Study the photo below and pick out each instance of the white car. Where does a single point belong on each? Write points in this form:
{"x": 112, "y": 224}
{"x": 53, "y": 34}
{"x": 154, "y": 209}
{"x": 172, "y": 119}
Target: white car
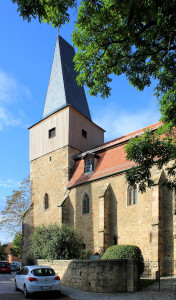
{"x": 33, "y": 279}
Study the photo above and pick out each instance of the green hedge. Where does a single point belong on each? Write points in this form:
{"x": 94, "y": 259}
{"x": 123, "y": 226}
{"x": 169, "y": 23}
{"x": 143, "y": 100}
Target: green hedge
{"x": 125, "y": 252}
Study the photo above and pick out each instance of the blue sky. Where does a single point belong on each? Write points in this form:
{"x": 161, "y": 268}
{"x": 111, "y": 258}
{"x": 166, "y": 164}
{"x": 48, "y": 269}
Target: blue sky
{"x": 26, "y": 53}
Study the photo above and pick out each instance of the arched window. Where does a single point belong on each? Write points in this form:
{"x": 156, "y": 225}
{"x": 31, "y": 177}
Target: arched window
{"x": 132, "y": 195}
{"x": 46, "y": 201}
{"x": 85, "y": 204}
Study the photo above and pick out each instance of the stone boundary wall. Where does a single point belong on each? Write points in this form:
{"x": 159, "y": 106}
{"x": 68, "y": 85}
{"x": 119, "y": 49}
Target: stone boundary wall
{"x": 103, "y": 276}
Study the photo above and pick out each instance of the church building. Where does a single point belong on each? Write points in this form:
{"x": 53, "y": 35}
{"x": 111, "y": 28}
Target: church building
{"x": 78, "y": 179}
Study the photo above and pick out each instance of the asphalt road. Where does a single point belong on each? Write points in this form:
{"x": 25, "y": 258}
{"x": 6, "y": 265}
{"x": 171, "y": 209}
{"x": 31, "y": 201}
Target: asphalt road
{"x": 7, "y": 290}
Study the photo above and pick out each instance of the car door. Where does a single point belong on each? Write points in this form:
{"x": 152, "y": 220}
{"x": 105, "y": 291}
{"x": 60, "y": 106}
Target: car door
{"x": 21, "y": 278}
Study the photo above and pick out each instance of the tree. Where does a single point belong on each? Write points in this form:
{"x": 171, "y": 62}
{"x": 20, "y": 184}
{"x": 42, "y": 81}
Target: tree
{"x": 55, "y": 242}
{"x": 16, "y": 249}
{"x": 16, "y": 206}
{"x": 135, "y": 38}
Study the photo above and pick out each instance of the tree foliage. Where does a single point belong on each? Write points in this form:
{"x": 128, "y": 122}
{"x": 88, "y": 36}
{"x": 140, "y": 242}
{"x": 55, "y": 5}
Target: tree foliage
{"x": 16, "y": 249}
{"x": 125, "y": 252}
{"x": 16, "y": 206}
{"x": 56, "y": 242}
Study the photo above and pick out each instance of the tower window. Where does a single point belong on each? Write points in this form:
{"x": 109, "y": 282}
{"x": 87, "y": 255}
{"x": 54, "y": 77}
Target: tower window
{"x": 52, "y": 132}
{"x": 85, "y": 204}
{"x": 88, "y": 165}
{"x": 46, "y": 201}
{"x": 84, "y": 133}
{"x": 132, "y": 195}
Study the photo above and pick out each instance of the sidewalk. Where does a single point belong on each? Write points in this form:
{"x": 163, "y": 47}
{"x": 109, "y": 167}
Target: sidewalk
{"x": 147, "y": 295}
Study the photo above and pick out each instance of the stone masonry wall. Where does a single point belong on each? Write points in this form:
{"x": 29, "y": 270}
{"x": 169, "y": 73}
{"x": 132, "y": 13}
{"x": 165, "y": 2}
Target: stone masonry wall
{"x": 49, "y": 174}
{"x": 104, "y": 276}
{"x": 27, "y": 229}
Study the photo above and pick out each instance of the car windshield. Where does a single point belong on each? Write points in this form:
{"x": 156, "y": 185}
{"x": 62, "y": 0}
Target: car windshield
{"x": 4, "y": 264}
{"x": 43, "y": 272}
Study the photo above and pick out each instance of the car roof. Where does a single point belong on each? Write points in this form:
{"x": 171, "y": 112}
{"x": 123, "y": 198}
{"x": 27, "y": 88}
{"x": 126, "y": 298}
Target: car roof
{"x": 37, "y": 267}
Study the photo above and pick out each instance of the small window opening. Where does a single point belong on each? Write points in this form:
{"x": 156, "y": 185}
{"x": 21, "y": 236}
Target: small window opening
{"x": 84, "y": 133}
{"x": 88, "y": 165}
{"x": 52, "y": 132}
{"x": 46, "y": 201}
{"x": 86, "y": 204}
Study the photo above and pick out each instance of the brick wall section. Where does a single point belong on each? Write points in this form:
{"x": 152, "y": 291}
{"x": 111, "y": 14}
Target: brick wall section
{"x": 104, "y": 276}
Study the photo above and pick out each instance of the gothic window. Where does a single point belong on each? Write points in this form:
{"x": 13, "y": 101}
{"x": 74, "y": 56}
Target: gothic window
{"x": 88, "y": 165}
{"x": 46, "y": 201}
{"x": 132, "y": 195}
{"x": 85, "y": 204}
{"x": 52, "y": 132}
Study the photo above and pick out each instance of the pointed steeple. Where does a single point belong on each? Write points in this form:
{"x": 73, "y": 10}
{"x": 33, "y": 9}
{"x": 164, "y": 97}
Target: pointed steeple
{"x": 63, "y": 89}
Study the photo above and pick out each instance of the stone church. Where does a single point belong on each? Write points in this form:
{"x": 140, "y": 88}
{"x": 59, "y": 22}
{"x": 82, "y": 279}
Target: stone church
{"x": 78, "y": 179}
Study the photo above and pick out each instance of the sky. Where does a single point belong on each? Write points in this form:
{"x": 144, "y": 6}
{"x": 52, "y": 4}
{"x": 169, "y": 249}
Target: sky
{"x": 26, "y": 53}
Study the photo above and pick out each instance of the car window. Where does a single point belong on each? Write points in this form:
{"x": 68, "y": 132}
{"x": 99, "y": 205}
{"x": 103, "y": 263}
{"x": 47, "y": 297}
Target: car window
{"x": 43, "y": 272}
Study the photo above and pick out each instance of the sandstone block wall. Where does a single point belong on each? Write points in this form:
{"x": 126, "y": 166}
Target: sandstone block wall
{"x": 111, "y": 217}
{"x": 104, "y": 276}
{"x": 49, "y": 174}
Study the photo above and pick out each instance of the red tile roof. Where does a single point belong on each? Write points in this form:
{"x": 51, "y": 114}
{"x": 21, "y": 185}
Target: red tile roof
{"x": 112, "y": 159}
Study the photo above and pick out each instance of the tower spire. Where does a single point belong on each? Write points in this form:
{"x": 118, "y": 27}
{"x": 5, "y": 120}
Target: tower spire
{"x": 63, "y": 89}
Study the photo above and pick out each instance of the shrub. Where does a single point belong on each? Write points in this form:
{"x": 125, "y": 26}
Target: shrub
{"x": 30, "y": 260}
{"x": 125, "y": 252}
{"x": 56, "y": 242}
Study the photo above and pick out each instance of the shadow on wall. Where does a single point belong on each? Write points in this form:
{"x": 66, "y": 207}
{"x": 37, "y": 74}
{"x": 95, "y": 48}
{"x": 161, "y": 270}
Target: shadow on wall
{"x": 68, "y": 212}
{"x": 166, "y": 230}
{"x": 84, "y": 221}
{"x": 101, "y": 276}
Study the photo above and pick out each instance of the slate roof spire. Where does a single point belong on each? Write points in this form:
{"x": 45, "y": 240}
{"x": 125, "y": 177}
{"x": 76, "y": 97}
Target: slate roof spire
{"x": 63, "y": 89}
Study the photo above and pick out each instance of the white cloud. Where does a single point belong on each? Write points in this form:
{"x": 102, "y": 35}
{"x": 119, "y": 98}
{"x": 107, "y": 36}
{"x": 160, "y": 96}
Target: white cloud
{"x": 11, "y": 92}
{"x": 118, "y": 123}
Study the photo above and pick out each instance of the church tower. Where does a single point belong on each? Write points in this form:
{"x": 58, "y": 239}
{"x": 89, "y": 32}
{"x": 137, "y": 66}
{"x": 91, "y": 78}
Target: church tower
{"x": 65, "y": 130}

═══

Your answer should consist of the lines from the line with "Target: gothic window" to the line with "the car window." above, repeated exactly, both ends included.

- [The answer]:
Target: gothic window
{"x": 88, "y": 165}
{"x": 46, "y": 201}
{"x": 132, "y": 195}
{"x": 85, "y": 204}
{"x": 52, "y": 132}
Study the photo above and pick out each instance of the pointed steeple. Where does a single point belong on each? Write points in this form:
{"x": 73, "y": 10}
{"x": 33, "y": 9}
{"x": 164, "y": 97}
Target: pointed steeple
{"x": 63, "y": 89}
Study the photo above and pick out each instance of the stone church. Where does a single point belong on each? Write points in this form:
{"x": 140, "y": 88}
{"x": 59, "y": 22}
{"x": 82, "y": 279}
Target: stone church
{"x": 78, "y": 179}
Study the photo above and pick out each instance of the sky. Where does a single point belong on each? Write points in this form:
{"x": 144, "y": 6}
{"x": 52, "y": 4}
{"x": 169, "y": 249}
Target: sky
{"x": 26, "y": 53}
Study the photo above and pick out each instance of the car window. Where does a single point belong on each? Write points in this form:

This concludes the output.